WHAT YOU SHOULD DO: Rewrite the forum thread from "Cant imagine what" up to and including "nice and flat!!", swapping "vertigo" for "dizziness".
## start DOCUMENT SECTION
BKFC255;964026 said:


> The show was on the speed channel, it's called dangerous drives.


I just watched that about two weeks ago. I would love to drive it but not plow it.


----------



## ohiogreenworks

Nice views and all but I think I'm good without that....that black bear road article is wild


----------



## timberseal

wow that would be one hell of a motorcycle trip


----------



## dellwas

Heres' some links to a story about two Texans getting stuck on the side of a mountain just outside of Siverton, Colorado. For a while it looked like helicopters were the only way to get the trucks out:

http://www.hispanianews.com/archive/2000/December01/01.htm

http://www.explorerforum.com/forums/printthread.php?t=108161


----------



## billet-boy

timberseal;966004 said:


> wow that would be one hell of a motorcycle trip


I second that


----------



## A.K_Donaldson

*Wow*

Cant imagine what plowing those roads must be like round of applause for those plow drivers thats some risky stuff.


----------



## BossPlow614

getting vertigo as im looking at the pics. deathly afraid of heights. i think ill stay in MN where it's nice and flat!!  

beautiful countryside though!


----------



## SMLCAT

I drove that road (the million dollar highway) from Silverton to Durango a few years ago in a rented RV with my family.

What the pictures don't show you is that the white line on the right side of the road is missing about 40% of the time where the road has crumpled away. Also there are concrete roofs built over sections of the road where it transverses the chutes so that the snow from avalanches actually goes over the top.

It was so scary driving a wide vehicle that I actually had to pull over in just about every turn out just to calm down...

It was definitely the scariest road I've ever driven (and that was in the summer time), There is NFW you'd get me to drive that in the winter...


----------
## end DOCUMENT SECTION
## start DATASET RECORDS
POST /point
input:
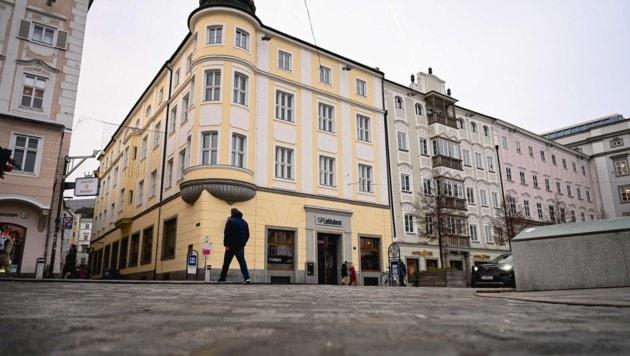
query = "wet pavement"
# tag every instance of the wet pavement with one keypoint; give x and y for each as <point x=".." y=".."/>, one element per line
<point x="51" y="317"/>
## end DATASET RECORDS
## start DATASET RECORDS
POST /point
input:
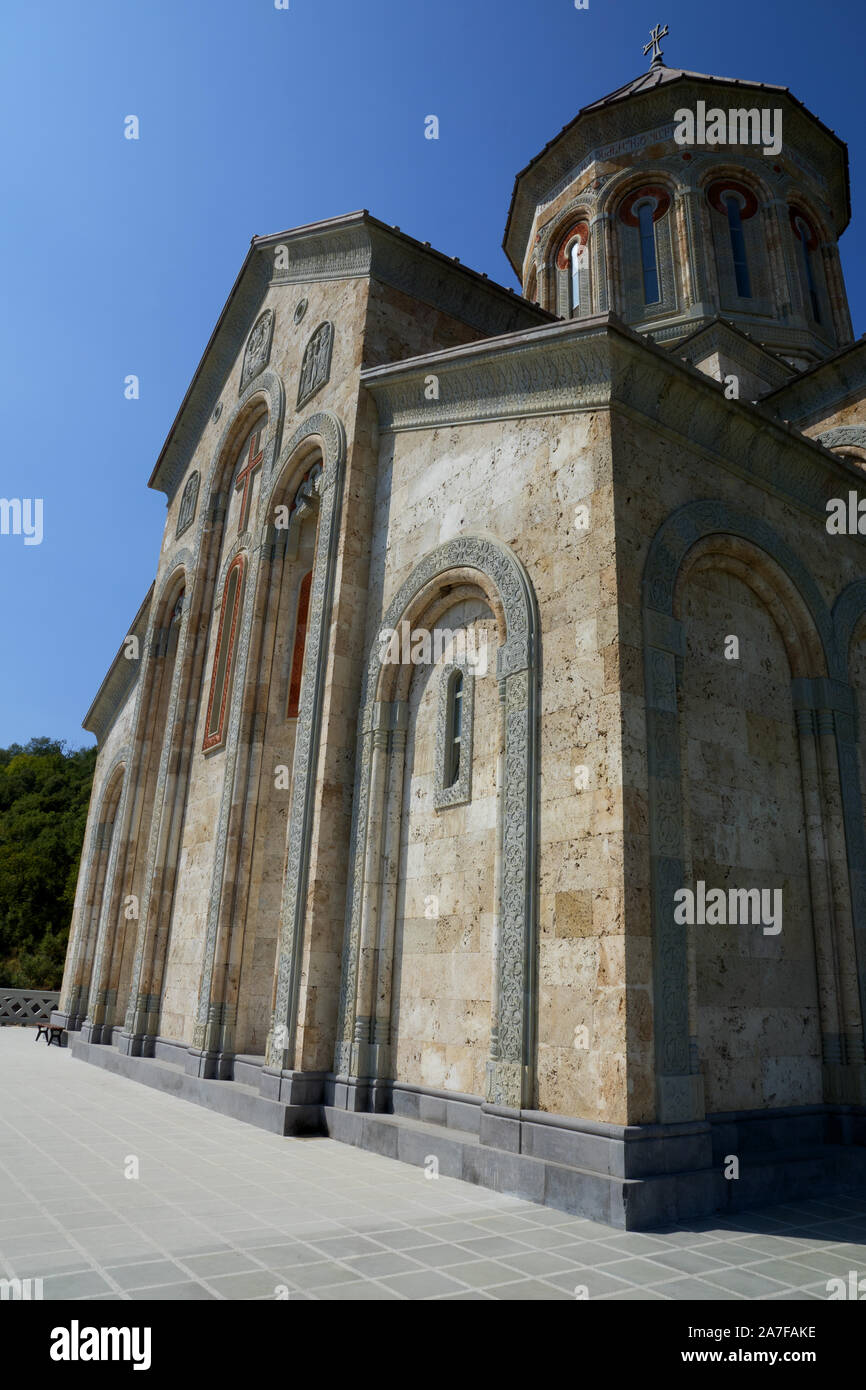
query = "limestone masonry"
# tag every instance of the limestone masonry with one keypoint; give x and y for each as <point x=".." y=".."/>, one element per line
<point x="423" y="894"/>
## end DATASET RECORDS
OUTPUT OF THE TASK:
Cant imagine what plowing those roads must be like round of applause for those plow drivers thats some risky stuff.


----------



## BossPlow614

getting dizziness as im looking at the pics. deathly afraid of heights. i think ill stay in MN where it's nice and flat!!